-- Document --
++++

Oxford Castle

The original castle was built in 1071 by Robert D’Oyly, a Norman baron who had come to England with William the Conqueror and who held extensive lands in Oxfordshire. It was a typical Motte and bailey castle of the time with a wooden keep, the mound of which can still be seen today.

The mound of the original Norman keep
The mound of the original Norman keep

In 1141 it was the base of Empress Matilda, who narrowly escaped when besieged by King Stephen who successfully captured the castle. Early in the 13th century the wooden keep was replaced by a stone tower.


In 1236 there is the first record of the castle being used to house ‘rebellious scholars’ from the university.

However the condition of the castle was allowed to deteriate and in 1327 required an expensive refurbishment.

++++

-- Data extract --
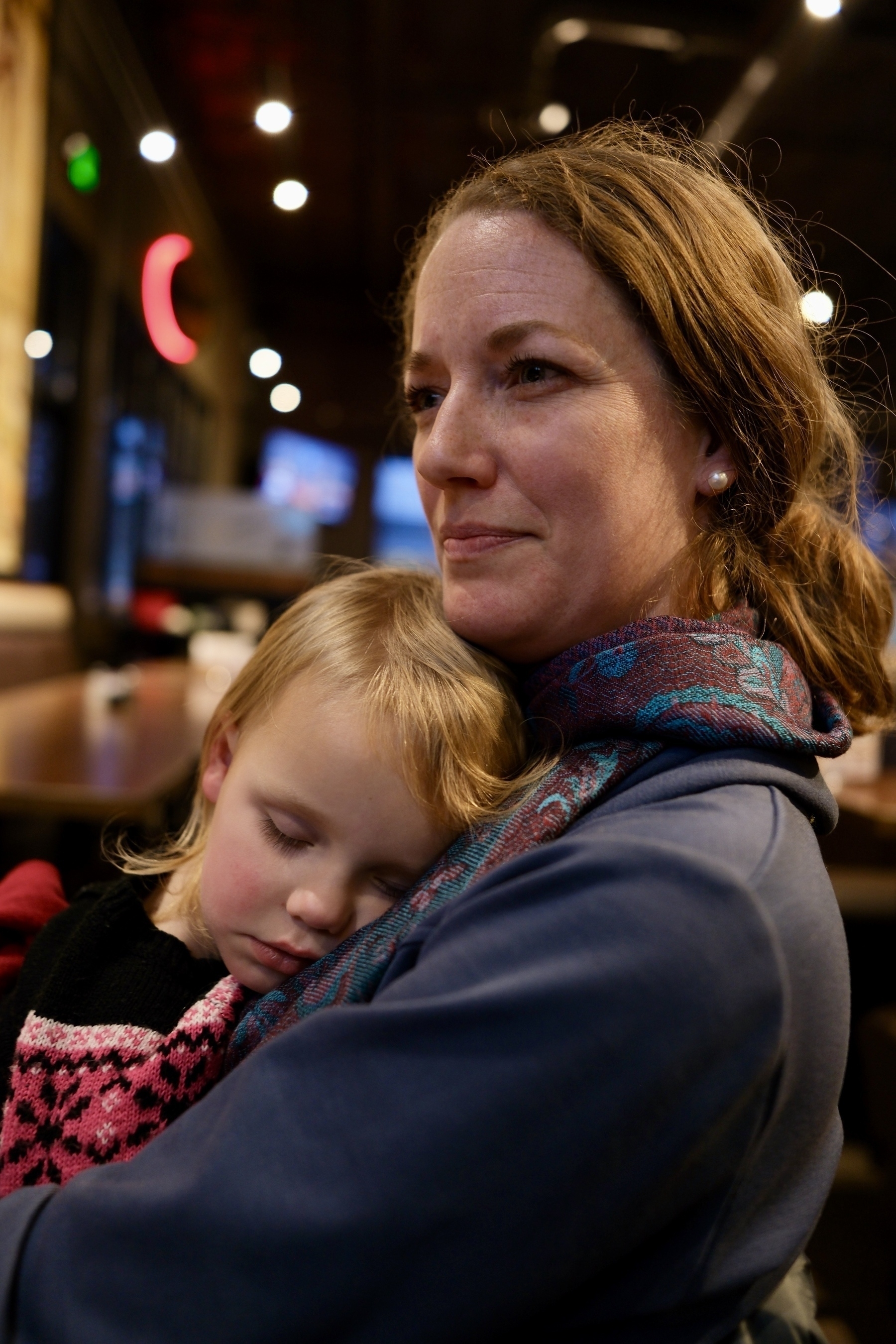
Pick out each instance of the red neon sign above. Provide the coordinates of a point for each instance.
(162, 325)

++++

-- Direction --
Reproduce the Oxford Castle passage in full, word for word.

-- Reply to the task --
Oxford Castle

The original castle was built in 1071 by Robert D’Oyly, a Norman baron who had come to England with William the Conqueror and who held extensive lands in Oxfordshire. It was a typical Motte and bailey castle of the time with a wooden keep, the mound of which can still be seen today.

The mound of the original Norman keep
The mound of the original Norman keep

In 1141 it was the base of Empress Matilda, who narrowly escaped when besieged by King Stephen who successfully captured the castle. Early in the 13th century the wooden keep was replaced by a stone tower.


In 1236 there is the first record of the castle being used to house ‘rebellious scholars’ from the university.

However the condition of the castle was allowed to deteriate and in 1327 required an expensive refurbishment.